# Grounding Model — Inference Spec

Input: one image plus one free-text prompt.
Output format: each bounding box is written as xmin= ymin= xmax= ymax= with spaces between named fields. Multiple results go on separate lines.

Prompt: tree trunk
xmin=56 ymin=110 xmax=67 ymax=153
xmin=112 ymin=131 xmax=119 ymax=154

########

§ WHAT IS NEEDED: All lines from the one that contains "Output format: each" through the end of the material are to be quoted exactly, with both ends included.

§ RESPONSE TO THE TASK:
Output format: each bounding box is written as xmin= ymin= xmax= ymax= with spaces between named fields. Multiple results go on separate lines.

Prompt: tree trunk
xmin=56 ymin=110 xmax=67 ymax=153
xmin=112 ymin=131 xmax=119 ymax=154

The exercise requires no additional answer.